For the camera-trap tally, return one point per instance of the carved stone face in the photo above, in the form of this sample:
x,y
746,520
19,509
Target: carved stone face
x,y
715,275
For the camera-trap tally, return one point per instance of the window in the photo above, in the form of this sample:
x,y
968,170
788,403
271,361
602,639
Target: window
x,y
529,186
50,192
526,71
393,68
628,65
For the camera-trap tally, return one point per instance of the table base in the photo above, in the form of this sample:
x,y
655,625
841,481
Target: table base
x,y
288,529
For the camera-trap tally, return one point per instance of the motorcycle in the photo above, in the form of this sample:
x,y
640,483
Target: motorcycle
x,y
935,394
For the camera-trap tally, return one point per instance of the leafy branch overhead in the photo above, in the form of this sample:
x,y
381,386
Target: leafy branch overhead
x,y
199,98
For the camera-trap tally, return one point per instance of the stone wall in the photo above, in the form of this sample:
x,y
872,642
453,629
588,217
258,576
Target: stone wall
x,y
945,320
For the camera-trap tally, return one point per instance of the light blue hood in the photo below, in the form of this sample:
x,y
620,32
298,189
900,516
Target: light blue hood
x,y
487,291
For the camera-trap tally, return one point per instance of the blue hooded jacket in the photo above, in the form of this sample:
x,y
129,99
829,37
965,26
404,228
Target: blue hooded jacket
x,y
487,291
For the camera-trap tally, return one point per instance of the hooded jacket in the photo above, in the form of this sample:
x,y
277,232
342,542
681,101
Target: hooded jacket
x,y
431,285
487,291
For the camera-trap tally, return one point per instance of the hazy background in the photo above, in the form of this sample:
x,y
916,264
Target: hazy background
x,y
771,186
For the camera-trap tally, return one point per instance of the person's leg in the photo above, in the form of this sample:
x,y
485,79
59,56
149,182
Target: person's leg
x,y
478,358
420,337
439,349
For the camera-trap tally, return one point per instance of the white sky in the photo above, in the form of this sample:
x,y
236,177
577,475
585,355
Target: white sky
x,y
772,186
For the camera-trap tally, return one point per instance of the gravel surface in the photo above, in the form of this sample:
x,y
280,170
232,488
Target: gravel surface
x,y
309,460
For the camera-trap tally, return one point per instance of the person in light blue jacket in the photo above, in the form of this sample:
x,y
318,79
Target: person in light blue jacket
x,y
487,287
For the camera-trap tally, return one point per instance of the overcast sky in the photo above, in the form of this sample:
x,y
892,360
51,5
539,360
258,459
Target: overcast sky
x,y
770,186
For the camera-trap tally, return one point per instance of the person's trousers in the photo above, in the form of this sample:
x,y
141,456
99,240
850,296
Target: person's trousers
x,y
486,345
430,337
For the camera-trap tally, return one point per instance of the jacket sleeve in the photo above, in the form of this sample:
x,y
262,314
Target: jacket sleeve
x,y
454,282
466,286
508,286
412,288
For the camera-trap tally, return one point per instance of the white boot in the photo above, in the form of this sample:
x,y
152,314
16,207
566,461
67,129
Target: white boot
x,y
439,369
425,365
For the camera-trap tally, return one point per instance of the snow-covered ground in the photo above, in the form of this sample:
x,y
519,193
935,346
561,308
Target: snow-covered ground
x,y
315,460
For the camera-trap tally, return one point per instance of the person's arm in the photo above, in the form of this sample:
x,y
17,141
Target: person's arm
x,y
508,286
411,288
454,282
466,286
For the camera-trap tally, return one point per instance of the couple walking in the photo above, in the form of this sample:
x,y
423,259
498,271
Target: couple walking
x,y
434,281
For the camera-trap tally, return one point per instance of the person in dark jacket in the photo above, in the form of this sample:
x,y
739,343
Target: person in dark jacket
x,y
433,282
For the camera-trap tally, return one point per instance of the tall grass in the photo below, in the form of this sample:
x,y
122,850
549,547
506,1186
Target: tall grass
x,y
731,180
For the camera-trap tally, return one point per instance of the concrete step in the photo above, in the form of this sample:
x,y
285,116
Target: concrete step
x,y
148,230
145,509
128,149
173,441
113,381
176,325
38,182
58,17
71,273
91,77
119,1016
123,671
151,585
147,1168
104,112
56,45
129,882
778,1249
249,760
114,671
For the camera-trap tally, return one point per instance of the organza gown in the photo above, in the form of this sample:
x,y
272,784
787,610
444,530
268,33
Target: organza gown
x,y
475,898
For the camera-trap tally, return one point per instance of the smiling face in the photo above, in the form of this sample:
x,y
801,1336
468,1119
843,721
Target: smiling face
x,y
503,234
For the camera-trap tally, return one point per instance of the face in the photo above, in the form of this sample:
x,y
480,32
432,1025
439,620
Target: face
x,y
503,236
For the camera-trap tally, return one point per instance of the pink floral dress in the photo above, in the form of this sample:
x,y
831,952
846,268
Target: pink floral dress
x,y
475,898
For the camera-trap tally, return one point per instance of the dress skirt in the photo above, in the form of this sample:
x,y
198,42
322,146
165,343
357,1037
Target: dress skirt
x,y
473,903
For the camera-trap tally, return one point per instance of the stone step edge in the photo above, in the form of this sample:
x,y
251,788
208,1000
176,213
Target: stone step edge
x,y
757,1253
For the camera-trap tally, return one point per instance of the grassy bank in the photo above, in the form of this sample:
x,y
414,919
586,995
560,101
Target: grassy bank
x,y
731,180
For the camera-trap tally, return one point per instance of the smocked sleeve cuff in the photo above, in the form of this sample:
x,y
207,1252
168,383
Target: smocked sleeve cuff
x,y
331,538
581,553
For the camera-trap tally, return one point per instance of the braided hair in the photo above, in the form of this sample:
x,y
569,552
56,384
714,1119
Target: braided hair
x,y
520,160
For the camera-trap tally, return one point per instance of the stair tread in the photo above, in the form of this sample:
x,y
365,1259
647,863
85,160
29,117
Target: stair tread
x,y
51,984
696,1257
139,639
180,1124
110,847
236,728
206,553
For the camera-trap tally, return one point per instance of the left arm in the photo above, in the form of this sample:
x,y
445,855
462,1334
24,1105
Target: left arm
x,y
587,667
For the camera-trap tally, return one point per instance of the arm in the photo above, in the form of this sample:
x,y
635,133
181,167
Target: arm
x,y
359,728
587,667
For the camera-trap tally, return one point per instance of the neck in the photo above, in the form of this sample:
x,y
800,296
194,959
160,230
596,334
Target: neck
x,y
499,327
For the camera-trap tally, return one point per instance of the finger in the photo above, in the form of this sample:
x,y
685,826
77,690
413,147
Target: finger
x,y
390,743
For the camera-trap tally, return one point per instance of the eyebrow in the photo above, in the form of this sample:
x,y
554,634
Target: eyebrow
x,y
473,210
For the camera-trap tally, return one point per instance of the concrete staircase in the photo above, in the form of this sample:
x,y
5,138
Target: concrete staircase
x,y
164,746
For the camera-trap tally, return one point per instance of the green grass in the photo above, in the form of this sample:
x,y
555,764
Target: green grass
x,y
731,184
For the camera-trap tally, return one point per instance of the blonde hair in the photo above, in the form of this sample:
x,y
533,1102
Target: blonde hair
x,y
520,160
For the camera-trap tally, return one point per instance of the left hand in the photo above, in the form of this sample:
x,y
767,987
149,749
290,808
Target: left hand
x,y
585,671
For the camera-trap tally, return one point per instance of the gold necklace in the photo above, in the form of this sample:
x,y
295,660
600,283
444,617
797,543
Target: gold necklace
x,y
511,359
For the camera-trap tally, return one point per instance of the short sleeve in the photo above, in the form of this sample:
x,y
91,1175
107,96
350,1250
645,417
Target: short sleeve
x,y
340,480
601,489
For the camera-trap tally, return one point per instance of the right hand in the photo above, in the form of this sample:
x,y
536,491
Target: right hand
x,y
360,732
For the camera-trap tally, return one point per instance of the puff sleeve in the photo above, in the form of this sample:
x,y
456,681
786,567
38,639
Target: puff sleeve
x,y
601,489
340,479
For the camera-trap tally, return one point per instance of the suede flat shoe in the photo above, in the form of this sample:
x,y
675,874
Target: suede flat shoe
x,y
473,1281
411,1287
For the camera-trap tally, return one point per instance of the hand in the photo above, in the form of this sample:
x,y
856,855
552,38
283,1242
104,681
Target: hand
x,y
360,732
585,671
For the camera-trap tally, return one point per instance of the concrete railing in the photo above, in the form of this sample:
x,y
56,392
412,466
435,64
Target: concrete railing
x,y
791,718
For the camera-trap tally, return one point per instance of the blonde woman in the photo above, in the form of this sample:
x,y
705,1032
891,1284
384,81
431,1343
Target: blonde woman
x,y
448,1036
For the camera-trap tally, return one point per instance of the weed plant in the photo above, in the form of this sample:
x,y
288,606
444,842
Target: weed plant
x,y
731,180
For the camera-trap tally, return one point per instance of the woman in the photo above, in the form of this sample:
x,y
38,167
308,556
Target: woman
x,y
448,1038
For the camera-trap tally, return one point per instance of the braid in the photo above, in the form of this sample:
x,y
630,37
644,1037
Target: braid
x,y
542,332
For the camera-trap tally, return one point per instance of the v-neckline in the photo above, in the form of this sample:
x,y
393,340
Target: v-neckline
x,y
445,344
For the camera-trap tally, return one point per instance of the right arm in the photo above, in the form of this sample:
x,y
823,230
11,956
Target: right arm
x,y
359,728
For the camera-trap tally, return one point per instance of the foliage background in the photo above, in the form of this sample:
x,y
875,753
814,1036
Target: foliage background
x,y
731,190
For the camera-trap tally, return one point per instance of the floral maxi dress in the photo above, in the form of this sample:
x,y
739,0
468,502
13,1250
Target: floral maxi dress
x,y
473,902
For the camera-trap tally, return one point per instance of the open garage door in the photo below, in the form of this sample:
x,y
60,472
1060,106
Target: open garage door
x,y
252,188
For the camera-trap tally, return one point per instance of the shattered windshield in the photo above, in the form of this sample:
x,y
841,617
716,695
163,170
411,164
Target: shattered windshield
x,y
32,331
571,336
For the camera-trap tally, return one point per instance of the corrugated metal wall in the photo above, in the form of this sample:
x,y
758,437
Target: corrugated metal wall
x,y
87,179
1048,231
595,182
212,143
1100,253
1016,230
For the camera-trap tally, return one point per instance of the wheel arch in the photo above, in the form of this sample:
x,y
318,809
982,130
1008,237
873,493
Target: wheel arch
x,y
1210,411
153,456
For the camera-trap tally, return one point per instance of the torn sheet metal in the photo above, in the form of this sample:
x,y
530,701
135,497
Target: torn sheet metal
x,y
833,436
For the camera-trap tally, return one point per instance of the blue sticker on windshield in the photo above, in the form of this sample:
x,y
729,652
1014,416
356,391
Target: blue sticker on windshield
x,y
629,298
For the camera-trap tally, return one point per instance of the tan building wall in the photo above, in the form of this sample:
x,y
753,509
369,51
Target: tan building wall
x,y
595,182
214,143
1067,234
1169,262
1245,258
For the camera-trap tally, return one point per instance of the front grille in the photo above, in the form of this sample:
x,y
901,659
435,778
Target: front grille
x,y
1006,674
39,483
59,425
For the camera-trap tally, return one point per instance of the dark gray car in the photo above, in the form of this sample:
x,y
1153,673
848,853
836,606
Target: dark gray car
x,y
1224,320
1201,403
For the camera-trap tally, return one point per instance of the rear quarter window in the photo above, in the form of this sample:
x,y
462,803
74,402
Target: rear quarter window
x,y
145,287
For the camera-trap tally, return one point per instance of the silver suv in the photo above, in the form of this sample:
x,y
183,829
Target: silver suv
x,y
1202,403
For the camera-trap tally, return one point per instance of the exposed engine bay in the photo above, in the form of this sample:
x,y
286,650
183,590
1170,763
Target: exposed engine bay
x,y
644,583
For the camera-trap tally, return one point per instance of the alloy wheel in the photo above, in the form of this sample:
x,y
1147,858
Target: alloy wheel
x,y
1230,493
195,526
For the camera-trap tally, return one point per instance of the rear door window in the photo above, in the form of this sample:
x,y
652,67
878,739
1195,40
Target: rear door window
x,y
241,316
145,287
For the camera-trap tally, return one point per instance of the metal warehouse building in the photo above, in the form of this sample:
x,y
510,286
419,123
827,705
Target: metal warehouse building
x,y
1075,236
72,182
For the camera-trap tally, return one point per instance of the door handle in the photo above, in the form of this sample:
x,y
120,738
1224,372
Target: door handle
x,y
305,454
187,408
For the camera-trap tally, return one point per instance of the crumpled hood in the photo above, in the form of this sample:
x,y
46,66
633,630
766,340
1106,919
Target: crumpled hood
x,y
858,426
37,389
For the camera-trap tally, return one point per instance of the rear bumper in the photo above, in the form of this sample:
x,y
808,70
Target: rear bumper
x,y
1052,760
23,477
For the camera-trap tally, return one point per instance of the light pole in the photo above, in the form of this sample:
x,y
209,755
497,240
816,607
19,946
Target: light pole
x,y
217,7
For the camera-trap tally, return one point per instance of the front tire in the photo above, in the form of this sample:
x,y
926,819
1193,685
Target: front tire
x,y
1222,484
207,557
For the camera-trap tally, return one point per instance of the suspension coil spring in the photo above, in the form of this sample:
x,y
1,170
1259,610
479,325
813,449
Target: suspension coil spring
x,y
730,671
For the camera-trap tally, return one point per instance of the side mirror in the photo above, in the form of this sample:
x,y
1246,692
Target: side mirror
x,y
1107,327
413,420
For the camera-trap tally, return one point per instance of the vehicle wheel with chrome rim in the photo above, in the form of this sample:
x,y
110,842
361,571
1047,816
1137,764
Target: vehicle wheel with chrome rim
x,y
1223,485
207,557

---------------

**Instructions for the task**:
For this exercise, please retype exactly the lines in the listing from the line with "the light pole" through its last line, both ends included.

**Solved problem**:
For the camera-trap tally, return one point per instance of the light pole in the photo above, in the form of this sample:
x,y
209,755
497,240
816,607
19,946
Target: light pole
x,y
217,7
For the camera-trap tally, return one point per instance of the front tire in the photo above, in the form of this sample:
x,y
926,819
1193,685
Target: front tire
x,y
1222,484
207,557
For the camera-trap tally, return one point per instance of the suspension coil spring in the photo above, in the form of this sample:
x,y
1,170
1259,610
479,325
813,449
Target: suspension coil spring
x,y
730,671
For the camera-trap tally, return one point per instance of the side mirror in the photo above, in the form of this sample:
x,y
1246,692
Target: side mirror
x,y
1107,327
413,420
For the camera-trap tally, return one point per instance of the vehicle wheel with chrome rim in the photo above, in the form of this sample:
x,y
110,842
361,571
1047,816
1137,764
Target: vehicle wheel with chrome rim
x,y
1223,485
207,557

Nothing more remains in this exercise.